%%
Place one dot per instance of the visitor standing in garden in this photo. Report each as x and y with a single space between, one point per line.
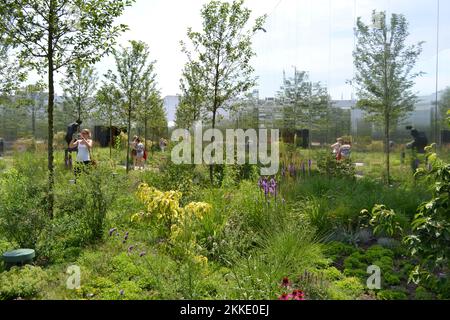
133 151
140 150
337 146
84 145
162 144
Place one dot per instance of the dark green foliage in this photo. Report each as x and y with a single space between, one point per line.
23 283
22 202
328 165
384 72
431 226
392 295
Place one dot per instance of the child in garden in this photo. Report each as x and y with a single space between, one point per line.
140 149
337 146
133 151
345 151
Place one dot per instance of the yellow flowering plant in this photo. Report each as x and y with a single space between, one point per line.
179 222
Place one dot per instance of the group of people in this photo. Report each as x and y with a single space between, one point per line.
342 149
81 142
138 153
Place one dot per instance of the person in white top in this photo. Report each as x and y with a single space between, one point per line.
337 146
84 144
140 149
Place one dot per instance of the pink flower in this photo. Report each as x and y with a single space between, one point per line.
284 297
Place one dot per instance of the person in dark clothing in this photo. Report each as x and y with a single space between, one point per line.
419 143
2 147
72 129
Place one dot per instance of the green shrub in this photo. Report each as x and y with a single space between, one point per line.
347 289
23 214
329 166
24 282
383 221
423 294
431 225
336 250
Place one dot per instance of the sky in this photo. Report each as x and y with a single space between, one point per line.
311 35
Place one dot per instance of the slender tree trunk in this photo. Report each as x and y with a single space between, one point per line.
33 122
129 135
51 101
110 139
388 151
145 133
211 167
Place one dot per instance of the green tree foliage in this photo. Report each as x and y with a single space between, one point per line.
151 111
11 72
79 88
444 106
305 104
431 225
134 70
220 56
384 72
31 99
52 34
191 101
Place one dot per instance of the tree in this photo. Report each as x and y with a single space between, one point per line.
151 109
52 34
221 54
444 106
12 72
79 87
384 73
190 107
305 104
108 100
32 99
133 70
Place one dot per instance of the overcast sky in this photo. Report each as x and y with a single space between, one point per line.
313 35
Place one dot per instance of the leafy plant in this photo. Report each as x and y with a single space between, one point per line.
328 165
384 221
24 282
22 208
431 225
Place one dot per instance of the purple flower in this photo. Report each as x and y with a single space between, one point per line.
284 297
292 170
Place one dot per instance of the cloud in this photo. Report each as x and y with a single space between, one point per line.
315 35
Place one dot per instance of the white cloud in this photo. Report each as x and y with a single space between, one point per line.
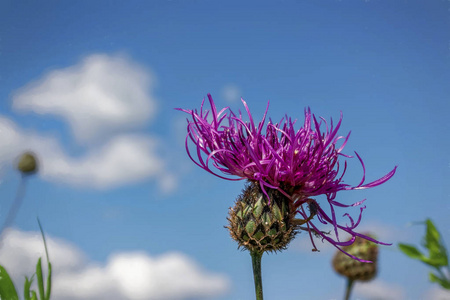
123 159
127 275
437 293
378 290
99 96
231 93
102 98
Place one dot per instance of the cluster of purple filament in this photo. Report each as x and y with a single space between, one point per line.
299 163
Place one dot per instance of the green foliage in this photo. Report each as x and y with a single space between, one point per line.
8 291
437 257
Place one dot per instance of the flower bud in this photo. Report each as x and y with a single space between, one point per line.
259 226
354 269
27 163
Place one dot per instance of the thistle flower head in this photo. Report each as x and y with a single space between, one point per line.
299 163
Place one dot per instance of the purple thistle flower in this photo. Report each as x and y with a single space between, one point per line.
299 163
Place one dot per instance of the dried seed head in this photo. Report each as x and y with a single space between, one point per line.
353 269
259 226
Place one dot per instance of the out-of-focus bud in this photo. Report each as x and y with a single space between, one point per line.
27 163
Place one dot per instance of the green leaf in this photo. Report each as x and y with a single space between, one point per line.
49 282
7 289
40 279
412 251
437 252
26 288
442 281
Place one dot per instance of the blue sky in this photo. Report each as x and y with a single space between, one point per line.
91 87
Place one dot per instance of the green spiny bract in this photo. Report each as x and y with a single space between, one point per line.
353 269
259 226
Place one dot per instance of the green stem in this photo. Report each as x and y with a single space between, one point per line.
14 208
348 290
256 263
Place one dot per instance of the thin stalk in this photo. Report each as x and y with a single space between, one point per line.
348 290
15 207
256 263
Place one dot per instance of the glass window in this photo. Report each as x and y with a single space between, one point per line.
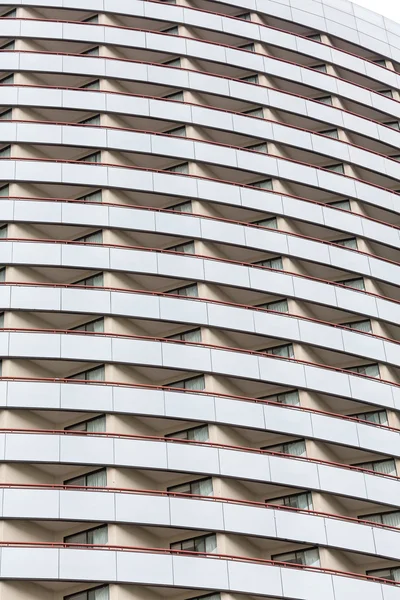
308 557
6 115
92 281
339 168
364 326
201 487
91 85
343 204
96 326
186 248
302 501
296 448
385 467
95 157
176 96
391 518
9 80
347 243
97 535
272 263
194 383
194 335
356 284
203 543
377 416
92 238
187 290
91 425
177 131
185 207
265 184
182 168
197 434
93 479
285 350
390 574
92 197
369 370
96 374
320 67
%%
%%
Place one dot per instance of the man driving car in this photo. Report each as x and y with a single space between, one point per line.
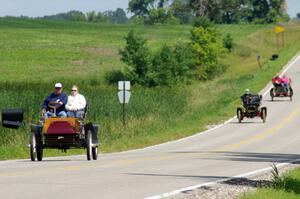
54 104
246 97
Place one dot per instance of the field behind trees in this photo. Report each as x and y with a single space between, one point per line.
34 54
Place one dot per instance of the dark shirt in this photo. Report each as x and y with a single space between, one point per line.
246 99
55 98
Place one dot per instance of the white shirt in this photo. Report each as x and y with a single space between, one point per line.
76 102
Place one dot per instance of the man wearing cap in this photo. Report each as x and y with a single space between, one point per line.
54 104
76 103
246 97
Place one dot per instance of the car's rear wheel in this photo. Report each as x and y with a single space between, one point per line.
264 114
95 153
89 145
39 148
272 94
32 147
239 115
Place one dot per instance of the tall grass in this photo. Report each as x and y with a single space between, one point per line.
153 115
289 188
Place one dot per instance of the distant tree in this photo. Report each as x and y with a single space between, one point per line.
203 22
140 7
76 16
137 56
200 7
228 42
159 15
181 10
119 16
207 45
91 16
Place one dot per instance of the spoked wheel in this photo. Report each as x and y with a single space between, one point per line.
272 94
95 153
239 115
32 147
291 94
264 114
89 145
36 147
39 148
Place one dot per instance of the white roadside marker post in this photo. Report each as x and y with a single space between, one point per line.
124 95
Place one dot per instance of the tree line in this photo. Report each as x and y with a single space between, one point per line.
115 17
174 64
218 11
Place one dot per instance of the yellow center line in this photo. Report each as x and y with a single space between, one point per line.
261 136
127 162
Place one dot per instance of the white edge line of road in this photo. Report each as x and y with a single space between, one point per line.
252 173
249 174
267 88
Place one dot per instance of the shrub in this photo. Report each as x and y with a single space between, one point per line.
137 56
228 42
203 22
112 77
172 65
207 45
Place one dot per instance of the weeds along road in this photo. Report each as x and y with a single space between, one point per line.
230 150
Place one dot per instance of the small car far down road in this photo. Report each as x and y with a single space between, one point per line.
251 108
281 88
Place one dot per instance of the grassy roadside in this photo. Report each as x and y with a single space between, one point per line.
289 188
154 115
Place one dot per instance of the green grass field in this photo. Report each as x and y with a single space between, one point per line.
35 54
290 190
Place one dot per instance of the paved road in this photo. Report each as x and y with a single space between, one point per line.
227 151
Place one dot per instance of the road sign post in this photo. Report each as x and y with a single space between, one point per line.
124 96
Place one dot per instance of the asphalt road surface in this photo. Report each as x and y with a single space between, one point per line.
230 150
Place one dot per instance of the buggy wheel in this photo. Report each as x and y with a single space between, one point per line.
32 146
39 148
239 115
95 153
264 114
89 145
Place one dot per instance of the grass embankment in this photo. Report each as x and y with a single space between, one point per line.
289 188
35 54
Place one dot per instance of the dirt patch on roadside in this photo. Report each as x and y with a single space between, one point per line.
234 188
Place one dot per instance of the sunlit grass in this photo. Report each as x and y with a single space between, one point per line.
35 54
%%
• _STATED PROBLEM_:
Which of the lines above contain the string "white", with case counting? Copy out every such line.

• _EXERCISE SOLUTION_:
Place one dot per instance of the person in white top in this photo. Report each as x and y with a single space between, one point per line.
Place one dot per instance of the white cloud in this photo. Report each as x and y with a single space between, one point per line.
Place one dot per instance of the white shirt in this photo. Report each as x and y with a single space between, one point per line.
Place one dot per instance of the white roadside marker post in this photo. Report each as x and y with a single space between, one point per line.
Place one dot per instance of the white edge line of road in this photo. Report each as x and y with a single space between, one point per line.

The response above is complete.